■ **YOUR TASKS**
#1 Retype the stretch of the Microsoft Copilot text from "What Is Microsoft" through "engine is similar.".
#2 List every Microsoft 365 app that the Microsoft Copilot text names as having Copilot built in.

■ **TEXT SECTION**
◇ ◇ ◇ ◇

Copilot is Microsoft’s AI assistant built into Windows and Office apps. ChatGPT is OpenAI’s AI assistant available in a browser and mobile app. Both use similar underlying technology but are designed for very different workflows.

What Is Microsoft Copilot?

Microsoft Copilot is an AI assistant made by Microsoft. It is built directly into Windows 11, the Edge browser, and Microsoft 365 apps including Word, Excel, Outlook, and Teams. You do not need to download anything extra to use the basics – if you have Windows 11 or a Microsoft 365 subscription, Copilot is already available to you.

Copilot is powered by the same underlying technology as ChatGPT. Microsoft has a deep partnership with OpenAI and uses OpenAI models in its products. But Microsoft has tuned Copilot specifically for productivity tasks inside its own software, so the experience feels different even though the engine is similar.

◇ ◇ ◇ ◇

■ **RECORD EXTRACTS**
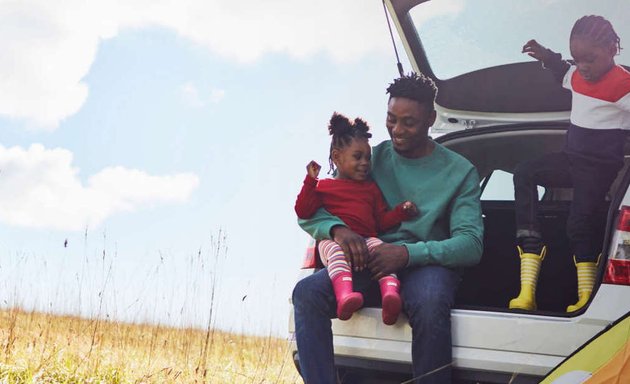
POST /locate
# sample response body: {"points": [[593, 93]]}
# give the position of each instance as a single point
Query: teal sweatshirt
{"points": [[445, 188]]}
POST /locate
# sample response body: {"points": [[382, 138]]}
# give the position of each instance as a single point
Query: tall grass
{"points": [[44, 347]]}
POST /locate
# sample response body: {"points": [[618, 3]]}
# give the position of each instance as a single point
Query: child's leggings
{"points": [[334, 259]]}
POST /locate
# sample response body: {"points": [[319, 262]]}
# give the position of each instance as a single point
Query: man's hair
{"points": [[414, 86], [597, 29]]}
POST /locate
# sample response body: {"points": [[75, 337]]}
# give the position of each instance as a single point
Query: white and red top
{"points": [[600, 115]]}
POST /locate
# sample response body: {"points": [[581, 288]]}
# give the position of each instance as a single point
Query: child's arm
{"points": [[309, 201], [550, 59], [386, 220]]}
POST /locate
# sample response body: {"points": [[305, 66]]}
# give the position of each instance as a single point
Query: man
{"points": [[426, 252]]}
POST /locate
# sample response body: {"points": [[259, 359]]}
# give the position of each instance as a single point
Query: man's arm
{"points": [[320, 224]]}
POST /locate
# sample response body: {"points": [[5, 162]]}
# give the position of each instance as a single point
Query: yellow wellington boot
{"points": [[530, 268], [587, 271]]}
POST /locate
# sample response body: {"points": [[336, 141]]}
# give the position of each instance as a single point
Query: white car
{"points": [[498, 107]]}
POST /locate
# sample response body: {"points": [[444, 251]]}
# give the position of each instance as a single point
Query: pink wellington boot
{"points": [[348, 301], [392, 303]]}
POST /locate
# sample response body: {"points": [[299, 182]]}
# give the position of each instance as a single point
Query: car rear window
{"points": [[463, 36]]}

◇ ◇ ◇ ◇

■ **OUTPUTS IN ORDER**
#1
What Is Microsoft Copilot?

Microsoft Copilot is an AI assistant made by Microsoft. It is built directly into Windows 11, the Edge browser, and Microsoft 365 apps including Word, Excel, Outlook, and Teams. You do not need to download anything extra to use the basics – if you have Windows 11 or a Microsoft 365 subscription, Copilot is already available to you.

Copilot is powered by the same underlying technology as ChatGPT. Microsoft has a deep partnership with OpenAI and uses OpenAI models in its products. But Microsoft has tuned Copilot specifically for productivity tasks inside its own software, so the experience feels different even though the engine is similar.

#2 Word, Excel, Outlook, Teams